**What to work on**
Please rewrite the material below as a Markdown table with the columns Row and Line. Put each non-blank line in its own numbered row and leave out blank lines.
— Start —
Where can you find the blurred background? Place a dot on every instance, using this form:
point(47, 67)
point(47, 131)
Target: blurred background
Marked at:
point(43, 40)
— End —
**Solution to the exercise**
| Row | Line |
|---|---|
| 1 | Where can you find the blurred background? Place a dot on every instance, using this form: |
| 2 | point(47, 67) |
| 3 | point(47, 131) |
| 4 | Target: blurred background |
| 5 | Marked at: |
| 6 | point(43, 40) |